**TASK**
Can you repeat the stretch of records from "Can you see the bicycle seat?" through "(1035, 514)", switching "hazy sky" to "cloudy sky" and keeping everything else unchanged?

____ RECORDS TO USE

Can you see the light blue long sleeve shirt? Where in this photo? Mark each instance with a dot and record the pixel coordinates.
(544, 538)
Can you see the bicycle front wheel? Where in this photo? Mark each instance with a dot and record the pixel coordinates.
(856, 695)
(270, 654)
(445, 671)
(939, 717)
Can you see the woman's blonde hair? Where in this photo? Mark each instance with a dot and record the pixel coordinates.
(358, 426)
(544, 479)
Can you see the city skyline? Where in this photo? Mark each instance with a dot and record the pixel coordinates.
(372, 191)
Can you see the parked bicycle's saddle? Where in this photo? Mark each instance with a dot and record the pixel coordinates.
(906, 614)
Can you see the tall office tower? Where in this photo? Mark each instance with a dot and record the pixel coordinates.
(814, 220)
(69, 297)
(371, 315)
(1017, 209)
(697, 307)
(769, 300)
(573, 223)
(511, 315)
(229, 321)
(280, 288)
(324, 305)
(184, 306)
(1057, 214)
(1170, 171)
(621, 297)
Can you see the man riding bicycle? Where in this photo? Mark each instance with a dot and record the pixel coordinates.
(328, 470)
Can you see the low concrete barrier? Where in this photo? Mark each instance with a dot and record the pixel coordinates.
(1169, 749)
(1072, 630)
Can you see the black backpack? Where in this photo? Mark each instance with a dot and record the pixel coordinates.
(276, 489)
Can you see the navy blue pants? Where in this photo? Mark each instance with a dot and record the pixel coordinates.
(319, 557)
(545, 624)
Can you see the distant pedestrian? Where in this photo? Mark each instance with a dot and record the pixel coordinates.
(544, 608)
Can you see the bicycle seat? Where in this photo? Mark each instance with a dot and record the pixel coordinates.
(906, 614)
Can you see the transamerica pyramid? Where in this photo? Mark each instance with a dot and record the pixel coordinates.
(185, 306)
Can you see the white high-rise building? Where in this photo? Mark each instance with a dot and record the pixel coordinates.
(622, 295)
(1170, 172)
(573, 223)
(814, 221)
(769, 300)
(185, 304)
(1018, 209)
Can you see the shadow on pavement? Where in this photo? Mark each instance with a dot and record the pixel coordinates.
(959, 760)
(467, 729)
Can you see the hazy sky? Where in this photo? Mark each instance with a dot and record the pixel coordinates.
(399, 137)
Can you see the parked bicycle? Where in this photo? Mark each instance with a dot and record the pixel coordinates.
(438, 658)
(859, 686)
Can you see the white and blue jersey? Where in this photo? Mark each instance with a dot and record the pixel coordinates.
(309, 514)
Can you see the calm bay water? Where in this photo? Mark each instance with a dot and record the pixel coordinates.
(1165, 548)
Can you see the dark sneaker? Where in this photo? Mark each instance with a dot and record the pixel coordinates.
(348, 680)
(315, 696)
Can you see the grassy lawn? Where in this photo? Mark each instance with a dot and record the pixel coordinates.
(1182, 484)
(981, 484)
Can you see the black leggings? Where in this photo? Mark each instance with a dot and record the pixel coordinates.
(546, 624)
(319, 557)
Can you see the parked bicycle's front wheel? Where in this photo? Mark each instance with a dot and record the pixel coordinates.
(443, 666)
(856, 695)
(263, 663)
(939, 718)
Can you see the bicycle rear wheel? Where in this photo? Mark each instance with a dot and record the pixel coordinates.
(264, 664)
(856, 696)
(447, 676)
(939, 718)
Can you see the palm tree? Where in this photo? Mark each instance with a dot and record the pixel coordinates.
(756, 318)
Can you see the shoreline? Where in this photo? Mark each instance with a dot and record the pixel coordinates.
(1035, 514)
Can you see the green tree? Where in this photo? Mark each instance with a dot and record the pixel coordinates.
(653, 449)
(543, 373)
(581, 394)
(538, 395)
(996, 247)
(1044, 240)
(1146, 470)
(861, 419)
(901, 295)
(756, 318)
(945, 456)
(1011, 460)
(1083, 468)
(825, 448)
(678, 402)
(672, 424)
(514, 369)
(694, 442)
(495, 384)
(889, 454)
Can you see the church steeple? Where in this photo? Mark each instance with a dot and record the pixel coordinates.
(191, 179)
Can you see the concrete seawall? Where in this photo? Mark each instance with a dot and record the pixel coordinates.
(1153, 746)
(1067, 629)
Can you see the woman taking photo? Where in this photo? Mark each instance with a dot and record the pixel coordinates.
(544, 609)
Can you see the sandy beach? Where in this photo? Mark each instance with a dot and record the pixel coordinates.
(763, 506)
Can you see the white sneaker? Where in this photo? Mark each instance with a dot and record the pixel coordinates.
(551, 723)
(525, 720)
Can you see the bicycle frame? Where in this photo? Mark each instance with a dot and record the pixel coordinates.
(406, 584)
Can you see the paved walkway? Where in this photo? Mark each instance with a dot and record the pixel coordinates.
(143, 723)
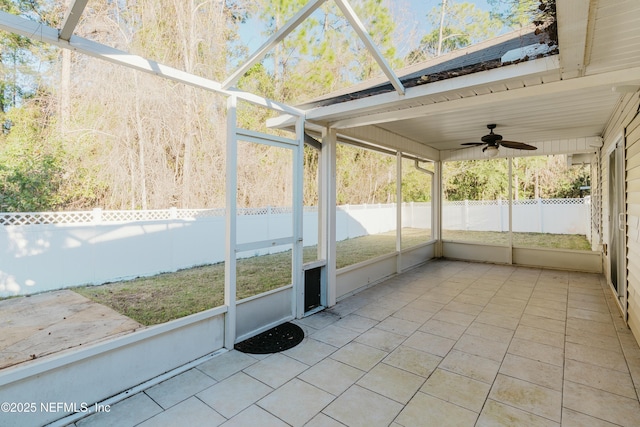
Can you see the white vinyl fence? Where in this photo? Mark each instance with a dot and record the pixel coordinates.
(50, 250)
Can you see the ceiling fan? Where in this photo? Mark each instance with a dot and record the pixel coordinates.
(493, 141)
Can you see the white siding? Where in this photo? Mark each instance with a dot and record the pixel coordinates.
(633, 223)
(625, 122)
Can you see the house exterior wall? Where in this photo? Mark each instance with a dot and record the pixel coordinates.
(633, 223)
(625, 123)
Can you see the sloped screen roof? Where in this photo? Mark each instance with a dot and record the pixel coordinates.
(482, 57)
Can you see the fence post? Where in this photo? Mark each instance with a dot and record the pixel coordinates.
(465, 215)
(269, 212)
(540, 214)
(97, 215)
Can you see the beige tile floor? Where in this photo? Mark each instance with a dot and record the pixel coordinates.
(449, 343)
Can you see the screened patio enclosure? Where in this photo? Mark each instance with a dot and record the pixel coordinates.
(576, 94)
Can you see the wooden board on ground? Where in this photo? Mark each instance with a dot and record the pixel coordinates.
(44, 324)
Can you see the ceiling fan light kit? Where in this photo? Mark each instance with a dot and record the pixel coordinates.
(493, 141)
(490, 151)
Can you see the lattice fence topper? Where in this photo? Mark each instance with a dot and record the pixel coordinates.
(560, 202)
(102, 217)
(98, 216)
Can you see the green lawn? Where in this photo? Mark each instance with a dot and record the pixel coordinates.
(168, 296)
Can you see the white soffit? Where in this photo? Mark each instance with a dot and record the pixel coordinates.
(545, 148)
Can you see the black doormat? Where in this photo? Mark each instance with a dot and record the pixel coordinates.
(280, 338)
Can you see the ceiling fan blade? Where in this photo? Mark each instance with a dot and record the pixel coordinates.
(517, 145)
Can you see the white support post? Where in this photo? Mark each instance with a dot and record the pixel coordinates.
(327, 211)
(436, 208)
(399, 212)
(230, 236)
(510, 159)
(297, 273)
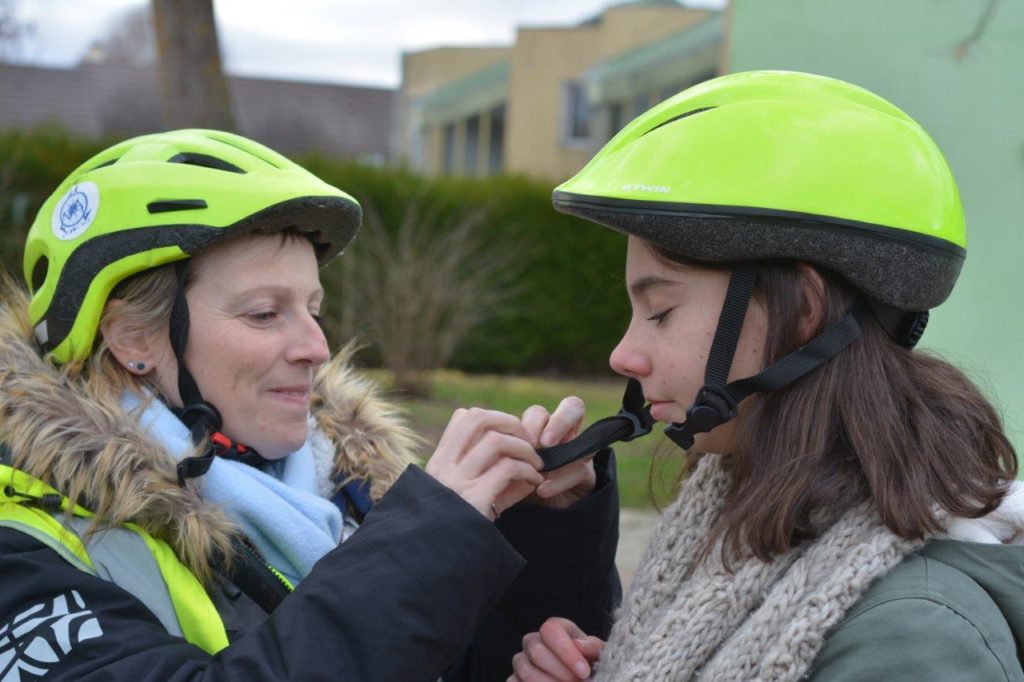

________

**TASK OUTPUT**
Can you see the bicycle seat? Where in this photo? Mark each instance with a dot and record the pixel coordinates.
(906, 614)
Can you see the transamerica pyramid? Where in this photo? Mark each instance with a dot and record the pixel coordinates.
(185, 306)
Can you see the white high-rise building? Where in this photo? Mark each instance with a dot and record the pixel coordinates.
(622, 295)
(1170, 172)
(573, 223)
(814, 221)
(769, 300)
(185, 304)
(1018, 209)
Can you see the shadow on pavement? Where in this photo? Mark each instance with a dot and record the pixel coordinates.
(959, 760)
(467, 729)
Can you see the cloudy sky? Where in this photo? Mark each instance with a dot and record the pixel coordinates.
(399, 137)
Can you see the parked bicycle? Where in this photo? Mark each instance with a dot and record the pixel coordinates.
(438, 658)
(859, 686)
Can you see the white and blue jersey? Where in this photo? Mark each instance with a dot and record the pixel coordinates.
(309, 514)
Can you see the calm bay water? Where in this photo? Mark each instance with a dot and record the pixel coordinates.
(1165, 548)
Can you see the dark sneaker? Where in this photo? Mark each instance with a dot and record the pixel coordinates.
(348, 680)
(315, 696)
Can you see the grassy lawn? Where in this photo? Mark each instance with a dot and record the pixel coordinates.
(1182, 484)
(981, 484)
Can you see the black leggings? Where in this photo? Mark each instance with a dot and record the pixel coordinates.
(546, 624)
(319, 557)
Can you see the parked bicycle's front wheel? Where in this photo? Mark each instance with a dot and record the pixel coordinates.
(443, 666)
(856, 695)
(263, 663)
(939, 718)
Can you see the bicycle rear wheel? Where in this photo? Mark each instance with a dot and record the pixel coordinates.
(264, 664)
(856, 696)
(447, 676)
(939, 718)
Can you see the palm tree? Where in this photo? Mark each instance with a dot and record the pixel coordinates.
(756, 318)
Can you see the shoreline? Where in this photo? Mark each instance with a dot and record the pixel coordinates.
(1035, 514)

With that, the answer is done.